Cloud Computing Architecture
Cloud Computing is typically universally accessible, massively scalable (with vast pools of multi-tenant 'on-demand' resources), highly reliable (see my TrustSaaS site for proof that the main services are up over 99% of the time), cost effective and utility priced with low barriers to entry (eg capital expenditure, professional services), but none of these attributes are absolute requirements (no, not even massive scalability - even an esoteric web service may still be an absolute requirement for a small handful of users and thus an important part of the ecosystem).
Cloud Computing architecture looks something like this, with layers similar to the OSI networking stack:
Client
which consumes these applications via a browser and/or programmatically
Composite
(Composite Applications or Mashups) which are linked together using APIs like REST (eg TrustSaaS), in much the same way as 'pipes' are used in Unix to create arbitrarily complex systems from simple tools
Application
which ideally follow proven Unix philosophy of 'do one thing and do it well', but which may grow quite complex
Platform
on which applications are built, including the language itself (eg Java, Python) as well as supporting systems like storage
Infrastructure
consisting of the physical computing resources (and virtualisation layer(s) at the hardware and/or operating system layers)
Networking
courtesy the existing Internet (eg TCP/IP)
Cloud Computing Components
Although many of these are solutions to the same problems, most of them are actually components of Cloud Computing, rather than Cloud Computing itself (working from the ground up):
Grid computing (Amazon EC2, GoGrid, AppNexus), essentially any network of loosely-coupled computers acting in concert, is mostly concerned with tackling complexity and improving managability of computing resources (for example, production servers not being taken down by server failures or routine maintenance). Where previously you might have deployed a physical server you can now deploy a virtual one, and increased automation of operating system and application deployment is pushing the interface further and further up towards the application layer itself (eg Desktone's Desktop as a Service). While Internet ('cloud') connected grids are particularly useful (and a natural progression for virtualisation and SOA solutions being rolled out en-masse in enterprises today), implying that this is somehow equivalent to cloud computing is too narrow a view. Cloud based grids are more cost effective, reliable, scalable and user friendly than their disconnected counterparts and are one big step closer to the panacea of autonomic computing. Expect to see existing 'virtual infrastrucutre' providers like VMware and Citrix seamlessly complementing on-premises solutions with cloud based services.

------------------------------

> **Work to do**:
1) For each statement about the cloud computing text, answer yes or no and quote the words from the text that decide it.
(a) The text treats massive scalability as an absolute requirement of Cloud Computing.
(b) The Platform layer includes the programming language itself.
(c) The Networking layer is provided by the existing Internet.
2) Answer these questions using the cloud computing text.
(a) How does the Client layer consume applications?
(b) What Unix feature does the text compare the linking of composite applications to?
(c) Which existing providers does the text expect to complement on-premises solutions with cloud based services?
3) Write out the passage of the cloud computing text that begins at the words "Cloud Computing architecture looks" and stops after "Internet (eg TCP/IP)".

> **Record excerpts**:

------------------------------

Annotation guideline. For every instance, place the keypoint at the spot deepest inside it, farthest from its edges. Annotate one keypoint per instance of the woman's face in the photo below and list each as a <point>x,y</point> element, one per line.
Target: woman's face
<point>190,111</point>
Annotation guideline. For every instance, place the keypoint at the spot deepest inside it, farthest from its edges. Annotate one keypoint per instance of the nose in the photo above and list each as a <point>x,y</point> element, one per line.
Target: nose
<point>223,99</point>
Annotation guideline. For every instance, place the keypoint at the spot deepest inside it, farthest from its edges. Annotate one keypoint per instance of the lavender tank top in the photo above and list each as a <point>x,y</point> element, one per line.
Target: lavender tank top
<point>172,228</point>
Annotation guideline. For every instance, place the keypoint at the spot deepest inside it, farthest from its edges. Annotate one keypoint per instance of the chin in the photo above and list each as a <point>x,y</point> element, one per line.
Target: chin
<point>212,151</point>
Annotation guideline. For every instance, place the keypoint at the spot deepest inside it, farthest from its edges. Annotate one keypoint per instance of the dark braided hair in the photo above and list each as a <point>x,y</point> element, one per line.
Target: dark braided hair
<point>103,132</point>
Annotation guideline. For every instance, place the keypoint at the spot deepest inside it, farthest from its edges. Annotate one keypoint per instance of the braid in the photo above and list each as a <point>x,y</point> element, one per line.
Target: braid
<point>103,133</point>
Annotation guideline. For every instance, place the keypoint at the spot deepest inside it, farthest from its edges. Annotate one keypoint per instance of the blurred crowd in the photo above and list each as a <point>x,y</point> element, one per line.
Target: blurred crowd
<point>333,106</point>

------------------------------

> **Worked solutions**:
1)
(a) No: "no, not even massive scalability"
(b) Yes: "including the language itself (eg Java, Python)"
(c) Yes: "courtesy the existing Internet (eg TCP/IP)"

2)
(a) It consumes them via a browser and/or programmatically.
(b) The 'pipes' used in Unix.
(c) VMware and Citrix.

3)
Cloud Computing architecture looks something like this, with layers similar to the OSI networking stack:
Client
which consumes these applications via a browser and/or programmatically
Composite
(Composite Applications or Mashups) which are linked together using APIs like REST (eg TrustSaaS), in much the same way as 'pipes' are used in Unix to create arbitrarily complex systems from simple tools
Application
which ideally follow proven Unix philosophy of 'do one thing and do it well', but which may grow quite complex
Platform
on which applications are built, including the language itself (eg Java, Python) as well as supporting systems like storage
Infrastructure
consisting of the physical computing resources (and virtualisation layer(s) at the hardware and/or operating system layers)
Networking
courtesy the existing Internet (eg TCP/IP)